Records from a dataset:
■ ■ ■ ■ ■ ■ ■

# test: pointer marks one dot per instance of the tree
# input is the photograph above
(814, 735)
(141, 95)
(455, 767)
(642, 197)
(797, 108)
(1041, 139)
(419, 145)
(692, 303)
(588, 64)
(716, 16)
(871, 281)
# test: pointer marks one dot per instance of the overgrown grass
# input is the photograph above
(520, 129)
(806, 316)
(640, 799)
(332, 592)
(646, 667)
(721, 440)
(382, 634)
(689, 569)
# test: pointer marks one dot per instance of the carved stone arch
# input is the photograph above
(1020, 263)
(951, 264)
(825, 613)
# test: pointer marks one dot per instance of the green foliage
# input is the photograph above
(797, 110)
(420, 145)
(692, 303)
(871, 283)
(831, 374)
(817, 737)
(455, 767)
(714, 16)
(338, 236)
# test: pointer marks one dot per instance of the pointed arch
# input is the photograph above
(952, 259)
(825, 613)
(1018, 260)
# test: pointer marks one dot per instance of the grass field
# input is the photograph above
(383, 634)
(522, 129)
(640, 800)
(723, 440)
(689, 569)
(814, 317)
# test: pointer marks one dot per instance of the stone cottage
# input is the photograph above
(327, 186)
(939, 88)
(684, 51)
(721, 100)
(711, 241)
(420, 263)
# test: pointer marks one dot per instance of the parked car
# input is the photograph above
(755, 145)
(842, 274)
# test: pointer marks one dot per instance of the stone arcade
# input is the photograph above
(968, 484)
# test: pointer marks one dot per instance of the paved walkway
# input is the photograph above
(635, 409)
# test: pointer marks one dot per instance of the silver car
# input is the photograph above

■ ■ ■ ■ ■ ■ ■

**Exercise description**
Starting from the records above, filter out all lines except those containing the word "arch".

**Result of this exercise**
# test: pointer marks one dot per instance of the carved stone arch
# test: pointer marks one dot per instance of the pointed arch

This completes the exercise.